Quoted passage
Fernando "Papi" Cortés (October 4, 1909 – 1979) was a Puerto Rican film actor, writer and director. He was born in San Juan, Puerto Rico, but he spent most of his adult life in Mexico City, where he died. On 1932, while in New York City, Fernando Cortés married Puerto Rican childhood friend María del Pilar Cordero, who adopted the stage name of Mapy Cortés. The couple soon traveled to Spain with a Cuban theatrical troupe. They worked on the Spanish stage, radio and film until the outbreak of the Civil War in 1936. Fernando progressively began to take a backseat as actor and baritone and focused on promoting the career of his wife Mapy, who became a noted vedette (showgirl with star status) in Barcelona.

After the Spanish Civil War interrupted their careers, the couple worked in New York, San Juan, Buenos Aires, Havana and Caracas, occasionally starring in movies. They arrived to Mexico City in late 1940 and made their stage debut at the Teatro Follies, in a show headlined by the popular Mexican comedian Cantinflas. Despite early struggles to become household names, Mapy achieved Mexican film stardom in late 1941 and the couple settled in Mexico City. Initially, Fernando Cortés played supporting roles in his wife's films. He then made a successful debut as director with La pícara Susana (1945), a comedy vehicle for his wife.

Record extracts
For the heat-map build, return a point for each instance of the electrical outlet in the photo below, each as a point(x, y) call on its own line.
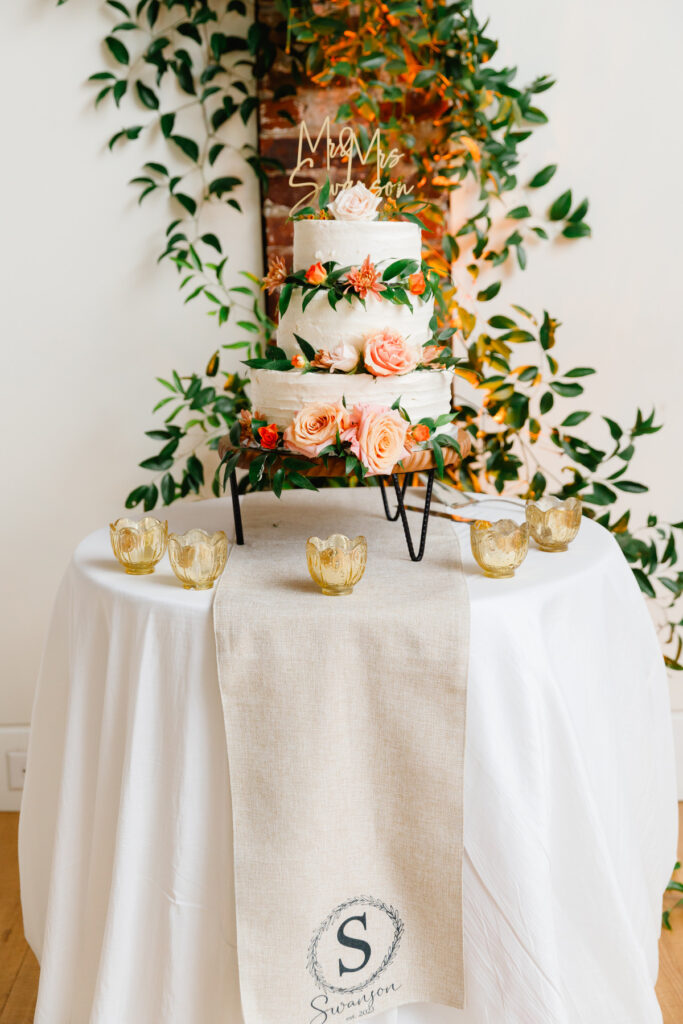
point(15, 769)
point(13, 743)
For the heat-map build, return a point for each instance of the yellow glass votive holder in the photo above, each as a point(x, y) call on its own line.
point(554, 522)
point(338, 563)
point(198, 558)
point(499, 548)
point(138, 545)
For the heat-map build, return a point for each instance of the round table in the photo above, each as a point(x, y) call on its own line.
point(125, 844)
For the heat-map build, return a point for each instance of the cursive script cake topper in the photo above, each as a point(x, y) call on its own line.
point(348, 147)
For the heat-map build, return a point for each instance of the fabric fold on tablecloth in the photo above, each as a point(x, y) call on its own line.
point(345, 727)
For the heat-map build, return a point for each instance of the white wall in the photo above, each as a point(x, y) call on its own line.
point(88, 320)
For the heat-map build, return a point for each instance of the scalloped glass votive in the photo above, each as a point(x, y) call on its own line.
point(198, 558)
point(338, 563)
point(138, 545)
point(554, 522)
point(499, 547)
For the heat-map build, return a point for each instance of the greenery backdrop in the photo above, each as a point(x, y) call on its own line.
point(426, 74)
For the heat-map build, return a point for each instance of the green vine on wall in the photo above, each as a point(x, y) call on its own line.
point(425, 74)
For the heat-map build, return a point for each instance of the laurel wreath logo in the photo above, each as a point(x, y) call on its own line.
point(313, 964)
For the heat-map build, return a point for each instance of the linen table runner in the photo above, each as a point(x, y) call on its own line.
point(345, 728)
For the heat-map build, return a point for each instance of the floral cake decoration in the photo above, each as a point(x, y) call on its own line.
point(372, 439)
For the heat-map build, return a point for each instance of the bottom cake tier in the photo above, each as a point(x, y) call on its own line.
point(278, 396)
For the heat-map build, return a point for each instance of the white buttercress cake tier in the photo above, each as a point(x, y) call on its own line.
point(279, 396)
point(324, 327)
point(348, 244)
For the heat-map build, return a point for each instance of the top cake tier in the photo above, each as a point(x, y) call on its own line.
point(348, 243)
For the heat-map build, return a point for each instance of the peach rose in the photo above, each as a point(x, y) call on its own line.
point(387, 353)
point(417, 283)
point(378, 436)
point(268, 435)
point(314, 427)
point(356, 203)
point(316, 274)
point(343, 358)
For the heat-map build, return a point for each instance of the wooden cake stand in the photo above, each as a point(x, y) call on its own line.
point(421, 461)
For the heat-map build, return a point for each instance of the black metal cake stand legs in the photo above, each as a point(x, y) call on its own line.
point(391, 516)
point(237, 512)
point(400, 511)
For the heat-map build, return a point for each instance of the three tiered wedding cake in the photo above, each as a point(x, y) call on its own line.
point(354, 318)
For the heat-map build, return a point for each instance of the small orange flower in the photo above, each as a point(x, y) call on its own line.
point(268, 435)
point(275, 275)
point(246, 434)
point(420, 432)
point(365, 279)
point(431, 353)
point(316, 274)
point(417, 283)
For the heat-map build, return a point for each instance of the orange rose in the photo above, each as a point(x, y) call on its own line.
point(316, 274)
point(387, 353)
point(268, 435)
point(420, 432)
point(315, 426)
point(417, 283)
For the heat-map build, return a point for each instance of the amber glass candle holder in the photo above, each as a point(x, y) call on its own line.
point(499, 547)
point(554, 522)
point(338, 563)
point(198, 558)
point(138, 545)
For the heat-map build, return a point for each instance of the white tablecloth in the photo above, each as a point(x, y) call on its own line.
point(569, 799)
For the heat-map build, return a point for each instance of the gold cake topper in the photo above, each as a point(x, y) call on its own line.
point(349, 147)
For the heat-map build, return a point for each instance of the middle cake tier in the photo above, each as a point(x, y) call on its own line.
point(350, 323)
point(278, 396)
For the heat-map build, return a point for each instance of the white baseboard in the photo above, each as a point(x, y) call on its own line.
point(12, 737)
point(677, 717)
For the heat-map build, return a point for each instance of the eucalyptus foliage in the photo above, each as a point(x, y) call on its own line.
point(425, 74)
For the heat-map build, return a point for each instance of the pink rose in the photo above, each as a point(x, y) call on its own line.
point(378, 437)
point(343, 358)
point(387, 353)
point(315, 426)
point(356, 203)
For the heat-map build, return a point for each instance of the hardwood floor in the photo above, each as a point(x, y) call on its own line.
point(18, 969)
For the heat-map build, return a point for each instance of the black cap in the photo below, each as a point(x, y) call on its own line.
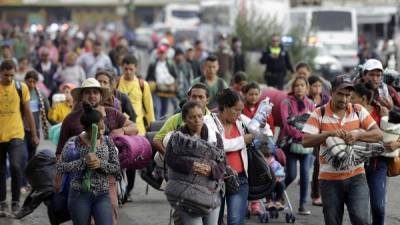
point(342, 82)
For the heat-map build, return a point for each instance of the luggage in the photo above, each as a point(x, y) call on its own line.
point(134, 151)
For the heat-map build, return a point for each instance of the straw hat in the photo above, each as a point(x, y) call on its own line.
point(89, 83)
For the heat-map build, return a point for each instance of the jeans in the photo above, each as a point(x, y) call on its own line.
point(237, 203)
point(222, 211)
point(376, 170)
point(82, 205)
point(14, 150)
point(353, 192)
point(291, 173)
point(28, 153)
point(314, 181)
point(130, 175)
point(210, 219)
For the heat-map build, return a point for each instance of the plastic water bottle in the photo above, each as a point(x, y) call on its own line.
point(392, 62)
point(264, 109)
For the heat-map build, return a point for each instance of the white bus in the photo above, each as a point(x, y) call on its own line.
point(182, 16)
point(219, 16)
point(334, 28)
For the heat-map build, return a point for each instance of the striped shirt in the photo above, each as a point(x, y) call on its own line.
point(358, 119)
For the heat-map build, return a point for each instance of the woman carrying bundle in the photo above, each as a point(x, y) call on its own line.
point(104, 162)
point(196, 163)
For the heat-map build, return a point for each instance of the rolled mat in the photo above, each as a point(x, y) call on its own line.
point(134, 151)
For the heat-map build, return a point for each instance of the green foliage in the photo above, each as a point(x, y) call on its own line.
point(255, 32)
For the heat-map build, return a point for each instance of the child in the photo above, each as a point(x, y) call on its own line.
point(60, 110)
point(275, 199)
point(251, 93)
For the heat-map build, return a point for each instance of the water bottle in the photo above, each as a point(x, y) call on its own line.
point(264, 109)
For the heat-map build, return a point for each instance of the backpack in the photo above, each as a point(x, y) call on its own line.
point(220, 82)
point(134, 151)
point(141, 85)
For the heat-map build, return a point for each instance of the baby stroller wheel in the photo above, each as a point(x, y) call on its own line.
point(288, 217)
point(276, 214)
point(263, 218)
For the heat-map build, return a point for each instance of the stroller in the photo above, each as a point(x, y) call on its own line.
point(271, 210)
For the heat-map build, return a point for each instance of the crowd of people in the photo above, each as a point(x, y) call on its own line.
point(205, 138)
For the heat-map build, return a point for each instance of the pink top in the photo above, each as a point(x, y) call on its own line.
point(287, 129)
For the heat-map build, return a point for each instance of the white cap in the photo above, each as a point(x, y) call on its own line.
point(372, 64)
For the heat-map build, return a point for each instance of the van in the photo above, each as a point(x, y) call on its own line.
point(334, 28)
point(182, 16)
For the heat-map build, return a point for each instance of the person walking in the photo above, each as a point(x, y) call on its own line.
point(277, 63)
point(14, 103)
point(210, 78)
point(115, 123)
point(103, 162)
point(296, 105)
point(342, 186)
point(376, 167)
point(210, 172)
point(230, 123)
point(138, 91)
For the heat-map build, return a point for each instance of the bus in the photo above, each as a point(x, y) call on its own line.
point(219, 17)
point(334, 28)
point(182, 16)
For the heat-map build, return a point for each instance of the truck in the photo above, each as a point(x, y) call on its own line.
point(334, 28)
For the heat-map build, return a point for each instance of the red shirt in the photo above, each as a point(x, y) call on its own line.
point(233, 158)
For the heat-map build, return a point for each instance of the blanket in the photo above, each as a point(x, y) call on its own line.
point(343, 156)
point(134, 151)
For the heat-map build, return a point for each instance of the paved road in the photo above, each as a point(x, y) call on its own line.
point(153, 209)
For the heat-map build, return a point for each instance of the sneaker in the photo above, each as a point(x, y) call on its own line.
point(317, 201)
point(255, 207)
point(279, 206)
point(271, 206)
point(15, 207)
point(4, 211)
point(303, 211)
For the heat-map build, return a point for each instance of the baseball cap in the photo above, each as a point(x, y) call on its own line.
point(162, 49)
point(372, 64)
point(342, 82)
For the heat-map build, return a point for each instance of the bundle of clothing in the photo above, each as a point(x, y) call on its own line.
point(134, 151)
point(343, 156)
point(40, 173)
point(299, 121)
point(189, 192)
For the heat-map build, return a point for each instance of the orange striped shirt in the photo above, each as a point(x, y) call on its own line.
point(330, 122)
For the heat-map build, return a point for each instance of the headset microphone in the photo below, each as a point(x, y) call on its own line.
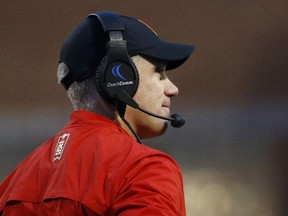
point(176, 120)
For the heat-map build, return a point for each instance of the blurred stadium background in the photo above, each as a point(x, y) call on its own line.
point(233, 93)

---

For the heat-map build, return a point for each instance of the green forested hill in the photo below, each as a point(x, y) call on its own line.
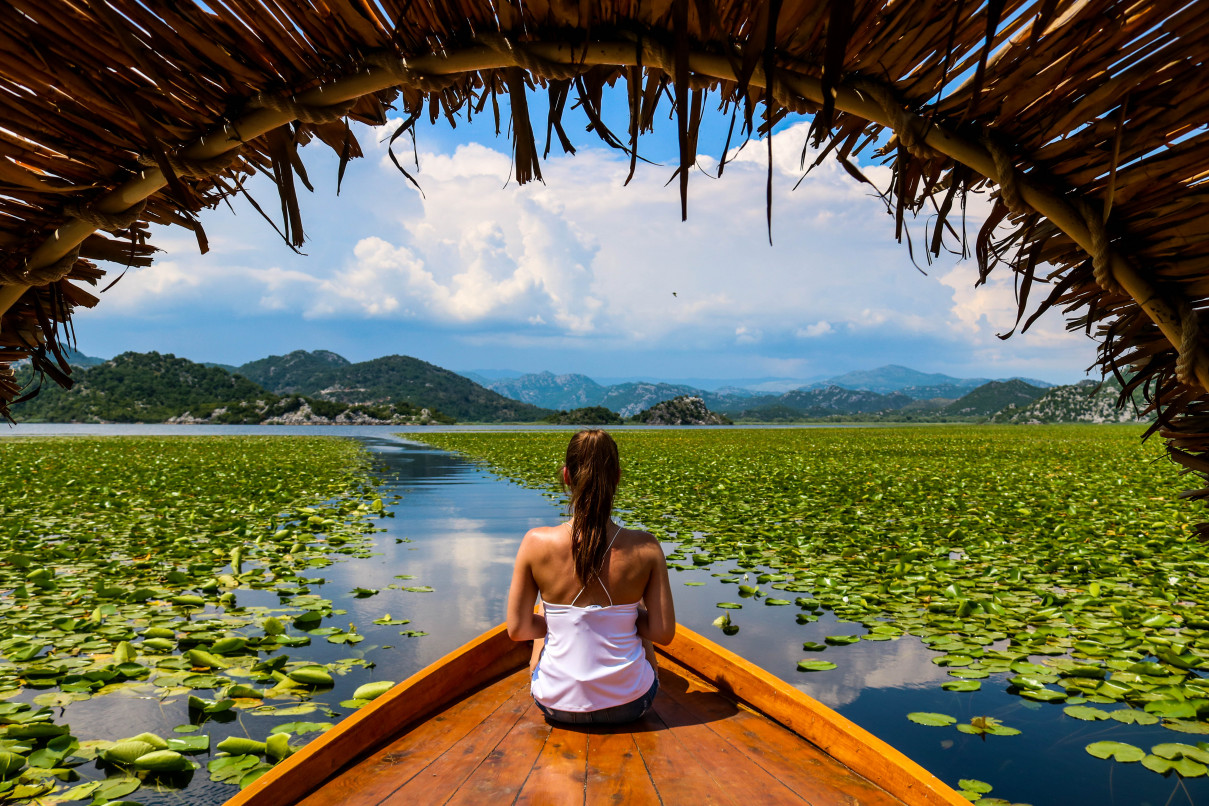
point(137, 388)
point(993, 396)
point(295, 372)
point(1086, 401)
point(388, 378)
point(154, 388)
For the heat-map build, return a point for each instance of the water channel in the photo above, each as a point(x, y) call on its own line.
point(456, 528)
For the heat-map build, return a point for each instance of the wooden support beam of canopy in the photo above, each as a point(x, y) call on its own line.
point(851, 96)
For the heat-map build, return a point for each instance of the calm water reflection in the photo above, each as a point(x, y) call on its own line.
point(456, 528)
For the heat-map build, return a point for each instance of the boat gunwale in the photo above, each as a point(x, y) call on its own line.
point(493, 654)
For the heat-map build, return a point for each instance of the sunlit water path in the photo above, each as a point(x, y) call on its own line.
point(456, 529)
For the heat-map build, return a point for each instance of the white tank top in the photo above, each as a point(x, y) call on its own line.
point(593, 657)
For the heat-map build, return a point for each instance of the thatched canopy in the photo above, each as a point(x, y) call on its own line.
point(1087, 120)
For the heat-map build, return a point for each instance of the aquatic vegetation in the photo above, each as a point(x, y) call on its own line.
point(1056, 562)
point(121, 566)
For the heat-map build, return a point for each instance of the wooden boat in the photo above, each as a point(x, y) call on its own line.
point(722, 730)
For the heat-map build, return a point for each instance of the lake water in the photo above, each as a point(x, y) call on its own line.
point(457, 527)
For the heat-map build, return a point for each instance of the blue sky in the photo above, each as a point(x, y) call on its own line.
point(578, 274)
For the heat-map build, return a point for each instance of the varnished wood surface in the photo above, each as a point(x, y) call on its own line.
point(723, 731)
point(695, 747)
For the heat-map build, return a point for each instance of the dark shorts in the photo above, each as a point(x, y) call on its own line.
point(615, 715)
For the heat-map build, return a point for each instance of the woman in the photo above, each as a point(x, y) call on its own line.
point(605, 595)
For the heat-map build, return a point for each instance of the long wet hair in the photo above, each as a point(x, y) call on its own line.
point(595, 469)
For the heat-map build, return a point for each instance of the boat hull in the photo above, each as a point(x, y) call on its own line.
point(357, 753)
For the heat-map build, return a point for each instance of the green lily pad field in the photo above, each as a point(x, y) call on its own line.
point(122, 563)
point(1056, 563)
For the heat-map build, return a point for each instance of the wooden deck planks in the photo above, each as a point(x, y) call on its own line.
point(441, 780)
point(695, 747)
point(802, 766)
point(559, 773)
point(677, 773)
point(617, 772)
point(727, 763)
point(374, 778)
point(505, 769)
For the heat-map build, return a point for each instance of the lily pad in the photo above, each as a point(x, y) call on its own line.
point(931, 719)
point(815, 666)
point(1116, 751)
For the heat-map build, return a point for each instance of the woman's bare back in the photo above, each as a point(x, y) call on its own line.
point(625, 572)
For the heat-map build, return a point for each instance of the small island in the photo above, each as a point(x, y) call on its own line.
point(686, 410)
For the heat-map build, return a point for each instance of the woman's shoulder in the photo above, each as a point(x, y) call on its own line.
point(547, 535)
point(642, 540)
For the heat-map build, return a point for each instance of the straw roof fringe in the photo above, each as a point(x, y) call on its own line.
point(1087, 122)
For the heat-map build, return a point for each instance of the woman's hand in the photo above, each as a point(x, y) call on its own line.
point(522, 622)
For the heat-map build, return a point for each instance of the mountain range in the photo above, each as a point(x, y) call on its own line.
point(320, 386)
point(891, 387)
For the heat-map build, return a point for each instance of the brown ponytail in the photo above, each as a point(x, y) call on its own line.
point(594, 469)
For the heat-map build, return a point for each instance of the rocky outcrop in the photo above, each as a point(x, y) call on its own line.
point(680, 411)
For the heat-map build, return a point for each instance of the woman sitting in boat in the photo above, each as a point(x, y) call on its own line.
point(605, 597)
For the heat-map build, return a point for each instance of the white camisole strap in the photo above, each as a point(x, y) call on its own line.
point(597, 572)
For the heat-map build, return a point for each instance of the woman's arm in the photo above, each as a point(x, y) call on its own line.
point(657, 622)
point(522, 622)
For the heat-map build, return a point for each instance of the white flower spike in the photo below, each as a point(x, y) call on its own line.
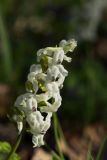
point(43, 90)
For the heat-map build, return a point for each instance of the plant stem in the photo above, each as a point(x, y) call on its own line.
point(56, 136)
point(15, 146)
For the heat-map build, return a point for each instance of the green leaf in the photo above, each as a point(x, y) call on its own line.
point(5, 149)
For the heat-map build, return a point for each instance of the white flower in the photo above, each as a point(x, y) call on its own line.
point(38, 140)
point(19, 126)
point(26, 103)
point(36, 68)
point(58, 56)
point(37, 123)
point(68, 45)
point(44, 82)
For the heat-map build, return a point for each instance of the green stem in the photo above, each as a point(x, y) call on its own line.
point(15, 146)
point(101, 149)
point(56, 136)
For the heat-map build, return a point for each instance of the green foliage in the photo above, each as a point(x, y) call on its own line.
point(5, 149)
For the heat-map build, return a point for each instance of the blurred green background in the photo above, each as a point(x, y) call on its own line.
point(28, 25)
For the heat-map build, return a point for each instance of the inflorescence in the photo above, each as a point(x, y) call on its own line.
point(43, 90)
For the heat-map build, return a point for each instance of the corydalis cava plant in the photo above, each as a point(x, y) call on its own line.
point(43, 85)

Requirement
Copy the passage about Fernando Cortés word for word. The data here isn't needed.

Written answer
Fernando "Papi" Cortés (October 4, 1909 – 1979) was a Puerto Rican film actor, writer and director. He was born in San Juan, Puerto Rico, but he spent most of his adult life in Mexico City, where he died. On 1932, while in New York City, Fernando Cortés married Puerto Rican childhood friend María del Pilar Cordero, who adopted the stage name of Mapy Cortés. The couple soon traveled to Spain with a Cuban theatrical troupe. They worked on the Spanish stage, radio and film until the outbreak of the Civil War in 1936. Fernando progressively began to take a backseat as actor and baritone and focused on promoting the career of his wife Mapy, who became a noted vedette (showgirl with star status) in Barcelona.

After the Spanish Civil War interrupted their careers, the couple worked in New York, San Juan, Buenos Aires, Havana and Caracas, occasionally starring in movies. They arrived to Mexico City in late 1940 and made their stage debut at the Teatro Follies, in a show headlined by the popular Mexican comedian Cantinflas. Despite early struggles to become household names, Mapy achieved Mexican film stardom in late 1941 and the couple settled in Mexico City. Initially, Fernando Cortés played supporting roles in his wife's films. He then made a successful debut as director with La pícara Susana (1945), a comedy vehicle for his wife.